3. Sang Bhagavā menerima dengan berdiam diri. Kemudian, ketika mereka melihat bahwa Beliau telah menerima, mereka bangkit dari duduk, dan setelah bersujud kepada Beliau, dengan Beliau di sisi kanan mereka, mereka pergi ke aula pertemuan. Mereka menutup seluruhnya dengan penutup dan mempersiapkan tempat duduk, dan mereka meletakkan kendi air besar dan menggantung lampu minyak. Kemudian mereka mendatangi Sang Bhagavā, dan setelah bersujud kepada Beliau, mereka berdiri di satu sisi dan berkata:

“Yang Mulia, aula pertemuan telah ditutup sepenuhnya dengan penutup dan tempat-tempat duduk telah dipersiapkan, kendi air besar telah diletakkan dan lampu minyak telah digantung. Silakan Bhagavā datang.”

4. Kemudian Sang Bhagavā merapikan jubah, dan dengan membawa mangkuk dan jubah-Nya, Beliau bersama dengan Sangha para bhikkhu pergi ke aula pertemuan. Ketika Beliau sampai, Beliau mencuci kaki-Nya dan kemudian memasuki aula dan duduk di tiang tengah menghadap ke timur. Dan para bhikkhu mencuci kaki mereka dan kemudian memasuki aula dan duduk di dinding barat menghadap ke timur, dengan Sang Bhagavā di depan mereka. Dan orang-orang Sakya Kapilavatthu mencuci kaki mereka dan memasuki aula dan duduk di dinding timur menghadap ke barat, dengan Sang Bhagavā di depan mereka.

5. Kemudian, setelah Sang Bhagavā memberikan instruksi, mendorong, membangkitkan semangat, dan menggembirakan orang-orang Sakya Kapilavatthu dengan khotbah Dhamma sepanjang malam, Beliau berkata kepada Yang Mulia Ānanda: “Ānanda, babarkanlah kepada orang-orang Sakya Kapilavatthu tentang siswa dalam latihan yang lebih tinggi yang telah memasuki sang jalan. [ ]Punggung-Ku tidak nyaman. Aku akan beristirahat.”

“Baik, Yang Mulia,” Yang Mulia Ānanda menjawab.

Kemudian Sang Bhagavā melipat jubah-Nya menjadi empat dan berbaring pada sisi kanan-Nya dalam postur singa, dengan satu kaki di atas kaki lainnya, penuh perhatian dan penuh kewaspadaan, setelah mencatat dalam pikiran-Nya waktu untuk bangun.

▶ Catatan yang Ditampilkan
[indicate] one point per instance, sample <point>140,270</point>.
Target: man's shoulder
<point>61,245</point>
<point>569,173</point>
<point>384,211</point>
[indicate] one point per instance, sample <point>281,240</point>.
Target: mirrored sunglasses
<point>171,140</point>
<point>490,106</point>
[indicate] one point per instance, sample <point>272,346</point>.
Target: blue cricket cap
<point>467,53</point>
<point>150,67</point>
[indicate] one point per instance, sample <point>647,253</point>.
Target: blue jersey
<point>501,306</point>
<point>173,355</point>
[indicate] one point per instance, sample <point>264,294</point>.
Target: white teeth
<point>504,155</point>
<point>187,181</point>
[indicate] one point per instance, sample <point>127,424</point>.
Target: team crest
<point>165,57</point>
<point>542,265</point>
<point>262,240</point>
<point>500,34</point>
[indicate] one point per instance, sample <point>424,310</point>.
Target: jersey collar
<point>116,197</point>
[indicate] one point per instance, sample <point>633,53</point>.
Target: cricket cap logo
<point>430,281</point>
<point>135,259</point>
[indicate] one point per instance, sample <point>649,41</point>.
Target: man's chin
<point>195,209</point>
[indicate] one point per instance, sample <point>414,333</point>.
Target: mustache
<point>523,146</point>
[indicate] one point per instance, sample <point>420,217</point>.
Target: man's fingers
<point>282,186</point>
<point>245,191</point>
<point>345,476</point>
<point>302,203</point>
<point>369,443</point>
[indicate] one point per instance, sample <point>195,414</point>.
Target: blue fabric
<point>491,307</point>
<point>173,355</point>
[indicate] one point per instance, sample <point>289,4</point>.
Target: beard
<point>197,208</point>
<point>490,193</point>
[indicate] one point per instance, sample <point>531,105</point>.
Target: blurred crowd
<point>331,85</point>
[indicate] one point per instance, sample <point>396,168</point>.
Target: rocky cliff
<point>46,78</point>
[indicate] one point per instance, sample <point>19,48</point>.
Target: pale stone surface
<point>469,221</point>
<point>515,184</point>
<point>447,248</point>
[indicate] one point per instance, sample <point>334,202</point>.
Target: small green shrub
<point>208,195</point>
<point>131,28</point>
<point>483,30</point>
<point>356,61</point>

▶ Tugas yang Diminta 1
Ambil dan salin tanpa perubahan bagian catatan yang dimulai dari baris pertama catatan dan berakhir pada baris yang memuat "<point>447,248</point>", termasuk kedua baris tersebut.
▶ Tugas yang Diminta 2
Teruskan teks tentang Sang Bhagavā dan orang-orang Sakya Kapilavatthu di aula pertemuan, dimulai setelah kalimat terakhirnya.
Teks dan catatan di atas berasal dari sumber yang berbeda.

▶ Keluaran yang Diharapkan 1
[indicate] one point per instance, sample <point>140,270</point>.
Target: man's shoulder
<point>61,245</point>
<point>569,173</point>
<point>384,211</point>
[indicate] one point per instance, sample <point>281,240</point>.
Target: mirrored sunglasses
<point>171,140</point>
<point>490,106</point>
[indicate] one point per instance, sample <point>272,346</point>.
Target: blue cricket cap
<point>467,53</point>
<point>150,67</point>
[indicate] one point per instance, sample <point>647,253</point>.
Target: blue jersey
<point>501,306</point>
<point>173,355</point>
[indicate] one point per instance, sample <point>264,294</point>.
Target: white teeth
<point>504,155</point>
<point>187,181</point>
[indicate] one point per instance, sample <point>127,424</point>.
Target: team crest
<point>165,57</point>
<point>542,265</point>
<point>262,240</point>
<point>500,34</point>
[indicate] one point per instance, sample <point>424,310</point>.
Target: jersey collar
<point>116,197</point>
[indicate] one point per instance, sample <point>633,53</point>.
Target: cricket cap logo
<point>430,281</point>
<point>135,259</point>
[indicate] one point per instance, sample <point>649,41</point>.
Target: man's chin
<point>195,209</point>
[indicate] one point per instance, sample <point>414,333</point>.
Target: mustache
<point>523,146</point>
[indicate] one point per instance, sample <point>420,217</point>.
Target: man's fingers
<point>282,186</point>
<point>245,191</point>
<point>345,476</point>
<point>302,203</point>
<point>369,443</point>
[indicate] one point per instance, sample <point>195,414</point>.
Target: blue fabric
<point>491,307</point>
<point>173,355</point>
[indicate] one point per instance, sample <point>289,4</point>.
Target: beard
<point>197,208</point>
<point>490,193</point>
[indicate] one point per instance, sample <point>531,105</point>.
Target: blurred crowd
<point>331,85</point>
[indicate] one point per instance, sample <point>396,168</point>.
Target: rocky cliff
<point>46,78</point>
[indicate] one point per instance, sample <point>19,48</point>.
Target: pale stone surface
<point>469,221</point>
<point>515,184</point>
<point>447,248</point>

▶ Keluaran yang Diharapkan 2
6. Kemudian Yang Mulia Ānanda berkata kepada Mahānāma orang Sakya sebagai berikut:

“Mahānāma, di sini seorang siswa mulia memiliki moralitas, menjaga pintu-pintu indrianya, makan secukupnya, dan menekuni kewaspadaan; ia memiliki tujuh kualitas baik; dan ia adalah seorang yang tanpa kesulitan, sesuai kehendaknya ia mencapai empat jhāna yang merupakan pikiran yang lebih tinggi dan memberikan kedamaian yang menyenangkan di sini dan saat ini. [355]

7. “Dan bagaimanakah seorang siswa mulia memiliki moralitas? Di sini, seorang siswa mulia bermoral, ia berdiam terkendali dengan pengendalian Pātimokkha, ia sempurna dalam perilaku dan bidang aktivitas, dan melihat dengan takut pada pelanggaran sekecil apa pun, ia berlatih dengan menjalankan aturan-aturan latihan. Ini adalah bagaimana seorang siswa mulia memiliki moralitas.

8. “Dan bagaimanakah seorang siswa mulia menjaga pintu-pintu indrianya? [ ]Di sini, ketika melihat bentuk dengan mata, seorang siswa mulia tidak menggenggam gambaran dan ciri-cirinya. Karena jika ia membiarkan indria mata tanpa terjaga, kondisi-kondisi jahat yang tidak bermanfaat berupa ketamakan dan kesedihan dapat menguasainya, ia melatih jalan pengendalian, ia menjaga indria mata, ia menjalankan pengendalian indria mata. Ketika mendengar suara dengan telinga ... Ketika mencium bau-bauan dengan hidung ... Ketika mengecap rasa dengan lidah ... Ketika menyentuh objek-sentuhan dengan badan ... Ketika mengenali objek-pikiran dengan pikiran, seorang siswa mulia tidak menggenggam gambaran dan ciri-cirinya. Karena jika ia membiarkan indria pikiran tanpa terjaga, kondisi-kondisi jahat yang tidak bermanfaat berupa ketamakan dan kesedihan dapat menguasainya, ia melatih jalan pengendalian, ia menjaga indria pikiran, ia menjalankan pengendalian indria pikiran. Itu adalah bagaimana seorang siswa mulia menjaga pintu-pintu indrianya.

9. “Dan bagaimanakah seorang siswa mulia makan secukupnya? Di sini, dengan merenungkan dengan bijaksana, seorang siswa mulia memakan makanan bukan untuk kesenangan juga bukan untuk mabuk juga bukan demi kecantikan dan kemenarikan fisik, tetapi hanya untuk ketahanan dan kelangsungan tubuh ini, untuk mengakhiri ketidaknyamanan, untuk menunjang kehidupan suci, dengan mempertimbangkan: ‘Dengan demikian aku akan mengakhiri perasaan lama tanpa membangkitkan perasaan baru dan aku akan menjadi sehat dan tanpa cela dan dapat hidup dalam kenyamanan.’ Itu adalah bagaimana seorang siswa mulia makan secukupnya.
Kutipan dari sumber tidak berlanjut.